Compito assegnato 1: Ricopia senza alcuna modifica tutte le righe della sezione dei dati estratti.

++++++++

La Corte distrettuale, nel formulare la propria decisione, richiamava il principio di diritto enunciato in tema di controlli difensivi dalla Corte di Cassazione secondo il quale “sono consentiti, anche dopo la modifica dell’art. 4 dello St. Lav. ad opera dell’art. 23 del d.lgs. n. 151 del 2015, i controlli anche tecnologici posti in essere dal datore di lavoro finalizzati alla tutela di beni estranei al rapporto di lavoro o ad evitare comportamenti illeciti, in presenza di un fondato sospetto circa la commissione di un illecito, purché sia assicurato un corretto bilanciamento tra le esigenze di protezione di interessi e beni aziendali, correlate alla libertà di iniziativa economica, rispetto alle imprescindibili tutele della dignità e della riservatezza del lavoratore, sempre che il controllo riguardi dati acquisiti successivamente all’insorgere del sospetto”. Ed è proprio alla luce di detto principio che la Corte riteneva i controlli effettuati dalla società e posti a fondamento del licenziamento intimato in contrasto con l’art. 4 dello Statuto dei Lavoratori nella sua versione ratio temporis applicabile.

++++++++

Compito assegnato 2: Nell'estratto del documento, elenca le condizioni poste dal principio della Corte di Cassazione per consentire i controlli, cioè quelle introdotte da «in presenza di», «purché» e «sempre che».

++++++++

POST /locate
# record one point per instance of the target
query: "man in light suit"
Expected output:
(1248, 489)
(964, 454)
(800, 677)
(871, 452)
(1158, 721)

++++++++

Risposta completa 1:
POST /locate
# record one point per instance of the target
query: "man in light suit"
Expected output:
(1248, 489)
(964, 454)
(800, 677)
(871, 452)
(1158, 721)

Risposta completa 2:
- Un fondato sospetto circa la commissione di un illecito.
- Un corretto bilanciamento tra le esigenze di protezione di interessi e beni aziendali, correlate alla libertà di iniziativa economica, e le imprescindibili tutele della dignità e della riservatezza del lavoratore.
- Il controllo deve riguardare dati acquisiti successivamente all'insorgere del sospetto.